(Image point grounding data)
------------------------------------------------------------------------
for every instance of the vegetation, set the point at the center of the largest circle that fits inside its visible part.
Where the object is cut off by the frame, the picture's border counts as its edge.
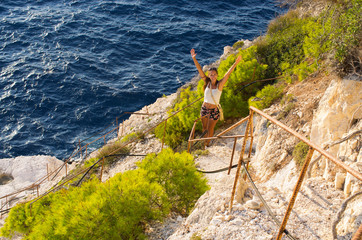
(295, 46)
(266, 97)
(299, 153)
(234, 99)
(117, 209)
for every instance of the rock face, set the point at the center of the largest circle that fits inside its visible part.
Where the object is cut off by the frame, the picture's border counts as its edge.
(338, 114)
(25, 171)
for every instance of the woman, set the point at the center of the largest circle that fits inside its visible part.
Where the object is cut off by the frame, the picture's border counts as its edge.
(212, 92)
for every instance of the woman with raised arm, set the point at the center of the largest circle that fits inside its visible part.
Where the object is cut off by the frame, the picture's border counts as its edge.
(212, 92)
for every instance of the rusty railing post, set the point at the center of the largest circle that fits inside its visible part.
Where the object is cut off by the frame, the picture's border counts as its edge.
(100, 177)
(239, 163)
(358, 234)
(164, 133)
(232, 155)
(80, 150)
(295, 192)
(122, 128)
(251, 138)
(48, 171)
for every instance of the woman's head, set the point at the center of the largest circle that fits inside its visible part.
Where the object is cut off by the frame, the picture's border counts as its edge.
(213, 75)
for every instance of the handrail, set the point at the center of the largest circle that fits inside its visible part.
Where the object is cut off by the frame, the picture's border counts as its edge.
(313, 145)
(249, 128)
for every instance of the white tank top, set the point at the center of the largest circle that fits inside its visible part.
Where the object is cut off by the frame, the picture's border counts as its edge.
(216, 93)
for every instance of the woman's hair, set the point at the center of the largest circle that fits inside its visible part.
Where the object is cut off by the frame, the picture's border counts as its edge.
(207, 80)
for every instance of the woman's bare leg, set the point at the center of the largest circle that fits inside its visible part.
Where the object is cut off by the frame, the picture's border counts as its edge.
(210, 130)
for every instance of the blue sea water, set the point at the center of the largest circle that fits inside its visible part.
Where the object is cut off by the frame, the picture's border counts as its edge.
(70, 67)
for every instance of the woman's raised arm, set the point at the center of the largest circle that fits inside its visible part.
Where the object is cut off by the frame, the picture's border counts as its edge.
(198, 66)
(227, 74)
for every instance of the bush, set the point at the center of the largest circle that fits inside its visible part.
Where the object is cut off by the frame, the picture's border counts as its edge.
(300, 152)
(179, 126)
(233, 100)
(265, 97)
(117, 209)
(177, 173)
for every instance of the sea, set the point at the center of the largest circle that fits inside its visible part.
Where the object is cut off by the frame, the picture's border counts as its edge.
(69, 68)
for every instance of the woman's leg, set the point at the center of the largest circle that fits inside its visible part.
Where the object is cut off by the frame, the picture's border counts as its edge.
(210, 129)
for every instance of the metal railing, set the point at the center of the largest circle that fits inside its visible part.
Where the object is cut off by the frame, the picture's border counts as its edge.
(249, 131)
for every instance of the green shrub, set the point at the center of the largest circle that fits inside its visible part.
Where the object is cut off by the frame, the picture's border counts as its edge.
(233, 100)
(238, 44)
(177, 173)
(117, 209)
(179, 126)
(300, 152)
(265, 97)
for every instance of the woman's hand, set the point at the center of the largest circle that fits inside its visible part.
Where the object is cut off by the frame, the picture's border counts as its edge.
(193, 54)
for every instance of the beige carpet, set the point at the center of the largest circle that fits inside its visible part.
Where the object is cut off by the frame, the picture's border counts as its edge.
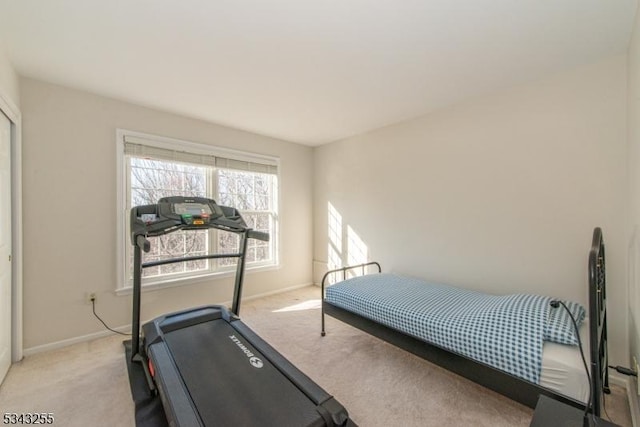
(380, 385)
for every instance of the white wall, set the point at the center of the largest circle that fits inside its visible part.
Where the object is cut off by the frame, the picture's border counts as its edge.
(69, 211)
(9, 84)
(500, 193)
(633, 120)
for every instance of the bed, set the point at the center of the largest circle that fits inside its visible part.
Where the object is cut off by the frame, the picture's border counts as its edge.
(530, 348)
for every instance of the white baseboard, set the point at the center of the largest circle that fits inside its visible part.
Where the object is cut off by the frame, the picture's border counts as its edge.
(71, 341)
(127, 328)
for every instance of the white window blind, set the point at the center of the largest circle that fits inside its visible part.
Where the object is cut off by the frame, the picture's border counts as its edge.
(139, 147)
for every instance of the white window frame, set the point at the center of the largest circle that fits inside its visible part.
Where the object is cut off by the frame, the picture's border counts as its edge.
(123, 285)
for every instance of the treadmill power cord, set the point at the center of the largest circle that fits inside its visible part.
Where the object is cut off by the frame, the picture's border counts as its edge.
(625, 371)
(93, 305)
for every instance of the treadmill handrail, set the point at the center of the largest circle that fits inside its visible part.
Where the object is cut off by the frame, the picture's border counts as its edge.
(167, 221)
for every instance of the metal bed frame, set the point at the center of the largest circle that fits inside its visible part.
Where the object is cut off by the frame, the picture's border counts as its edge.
(515, 388)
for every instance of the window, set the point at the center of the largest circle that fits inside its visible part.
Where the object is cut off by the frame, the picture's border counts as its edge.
(154, 167)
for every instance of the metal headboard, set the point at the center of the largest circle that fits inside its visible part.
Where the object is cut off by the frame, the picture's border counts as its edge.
(598, 321)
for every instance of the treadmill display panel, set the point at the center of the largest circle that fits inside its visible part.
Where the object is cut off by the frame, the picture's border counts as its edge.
(192, 209)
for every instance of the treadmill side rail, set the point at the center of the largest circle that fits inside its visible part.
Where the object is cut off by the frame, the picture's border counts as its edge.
(179, 408)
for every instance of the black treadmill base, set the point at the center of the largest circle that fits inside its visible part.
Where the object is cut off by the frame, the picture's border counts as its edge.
(148, 408)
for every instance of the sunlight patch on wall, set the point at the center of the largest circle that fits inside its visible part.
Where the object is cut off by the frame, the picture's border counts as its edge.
(312, 304)
(345, 246)
(335, 238)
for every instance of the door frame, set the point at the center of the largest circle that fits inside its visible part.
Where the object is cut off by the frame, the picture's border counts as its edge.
(11, 110)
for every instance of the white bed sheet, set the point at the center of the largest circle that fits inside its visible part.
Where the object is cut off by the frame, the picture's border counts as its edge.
(563, 369)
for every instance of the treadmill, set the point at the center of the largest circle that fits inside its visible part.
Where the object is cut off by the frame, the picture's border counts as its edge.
(206, 366)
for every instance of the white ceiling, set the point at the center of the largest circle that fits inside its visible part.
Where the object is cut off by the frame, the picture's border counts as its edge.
(306, 71)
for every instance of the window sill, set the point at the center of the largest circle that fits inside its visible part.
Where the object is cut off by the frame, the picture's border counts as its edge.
(155, 285)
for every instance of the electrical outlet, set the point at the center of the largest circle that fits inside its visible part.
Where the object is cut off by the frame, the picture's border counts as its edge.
(90, 297)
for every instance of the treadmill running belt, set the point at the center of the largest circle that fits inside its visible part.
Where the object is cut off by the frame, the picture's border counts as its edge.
(232, 384)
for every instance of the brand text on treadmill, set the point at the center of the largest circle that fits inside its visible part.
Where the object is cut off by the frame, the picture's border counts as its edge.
(256, 362)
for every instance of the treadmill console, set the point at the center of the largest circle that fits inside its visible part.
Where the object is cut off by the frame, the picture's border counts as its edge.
(186, 213)
(193, 211)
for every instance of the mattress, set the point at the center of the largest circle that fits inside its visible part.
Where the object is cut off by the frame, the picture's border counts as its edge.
(435, 311)
(562, 367)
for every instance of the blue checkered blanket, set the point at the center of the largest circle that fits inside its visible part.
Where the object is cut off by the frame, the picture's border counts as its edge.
(506, 331)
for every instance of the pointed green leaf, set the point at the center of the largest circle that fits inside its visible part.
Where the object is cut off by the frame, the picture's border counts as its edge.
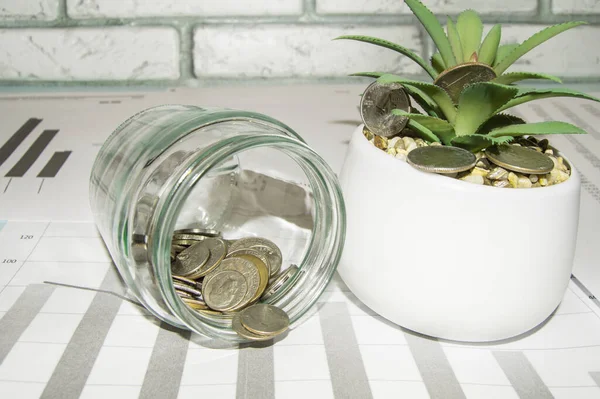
------------------------------------------------------------------------
- _Aim of the exercise_: When you reach the line holding "for every instance of the metal headboard, set" in the records above, begin reproducing exactly, stop after the line holding "for every instance of the treadmill display", and output nothing else.

- _Exercise output_:
for every instance of the metal headboard, set the point at the center of the largest circle that fits inside its visible part.
Where the object is cut off by the frame, the picture's border counts as its edge.
(598, 321)
for every instance of the treadmill display panel, set the point at the center of the largest circle that fits inside its visible part.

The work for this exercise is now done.